■ ЗАДАНИЕ
Воспроизведите дословно и полностью текст ниже об эллинизме в эссеистике Джона Фаулза.
··· ФРАГМЕНТ ДОКУМЕНТА ···
Эллинизм в эссеистике Джона Фаулза

Эллинизм в эссеистике Джона Фаулза

А. А. Павлова

В статье рассматриваются истоки зарождения интереса Джона Фаулза к Греции и эллинистическому наследию на материале эссеистики писателя.

Ключевые слова: Греция, эллинизм Фаулза, эссе.

В истории мировой, и в частности английской, литературы XX век отмечен небывалой активизацией интереса писателей к эллинистическому наследию. В Англии на античную тематику пишут Д. Джойс, Р. Тревельян, Э. М. Форстер, Л. Даррелл, Р. Грейвз, У. Голдинг, Д. Линдсей, Д. Уинтерсон и др. В этом ряду нельзя не назвать имя Джона Фаулза. Страстный поклонник Греции, греческой литературы, философии, мифологии, Фаулз создает ряд произведений, в которых, так или иначе, просматривается «греческая тема»: философский трактат «Аристос» («Aris- tos», 1964), вызванный к жизни чтением Гераклита; роман «Волхв» («The Magus», 1965), пронизанный аллюзиями на греческую мифологию; эссе «Греция» («Greece», 1996) и «Что стоит за «Магом» («Behind The Magus», 1994), наполненные впечатлениями о первой встрече писателя с Грецией; эссе «Острова» («Islands», 1978), посвященное «Одиссее» Гомера. В рамках данной статьи обратимся к эссеистике писателя, которая дает богатый материал для изучения эллинистической концепции Джона Фаулза и раскрывает истоки зарождения любви писателя к эллинистической культуре и природе Греции.
··· ИСХОДНЫЕ МАТЕРИАЛЫ ···
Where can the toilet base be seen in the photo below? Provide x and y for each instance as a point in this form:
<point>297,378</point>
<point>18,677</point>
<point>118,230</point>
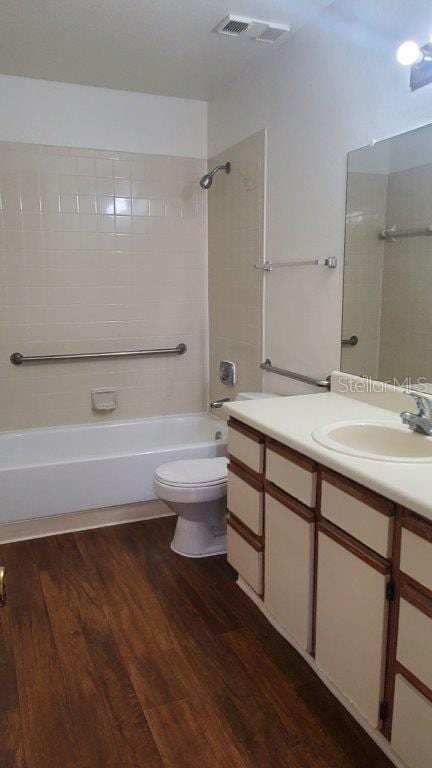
···
■ ОТВЕТ К ЗАДАНИЮ
Эллинизм в эссеистике Джона Фаулза

Эллинизм в эссеистике Джона Фаулза

А. А. Павлова

В статье рассматриваются истоки зарождения интереса Джона Фаулза к Греции и эллинистическому наследию на материале эссеистики писателя.

Ключевые слова: Греция, эллинизм Фаулза, эссе.

В истории мировой, и в частности английской, литературы XX век отмечен небывалой активизацией интереса писателей к эллинистическому наследию. В Англии на античную тематику пишут Д. Джойс, Р. Тревельян, Э. М. Форстер, Л. Даррелл, Р. Грейвз, У. Голдинг, Д. Линдсей, Д. Уинтерсон и др. В этом ряду нельзя не назвать имя Джона Фаулза. Страстный поклонник Греции, греческой литературы, философии, мифологии, Фаулз создает ряд произведений, в которых, так или иначе, просматривается «греческая тема»: философский трактат «Аристос» («Aris- tos», 1964), вызванный к жизни чтением Гераклита; роман «Волхв» («The Magus», 1965), пронизанный аллюзиями на греческую мифологию; эссе «Греция» («Greece», 1996) и «Что стоит за «Магом» («Behind The Magus», 1994), наполненные впечатлениями о первой встрече писателя с Грецией; эссе «Острова» («Islands», 1978), посвященное «Одиссее» Гомера. В рамках данной статьи обратимся к эссеистике писателя, которая дает богатый материал для изучения эллинистической концепции Джона Фаулза и раскрывает истоки зарождения любви писателя к эллинистической культуре и природе Греции.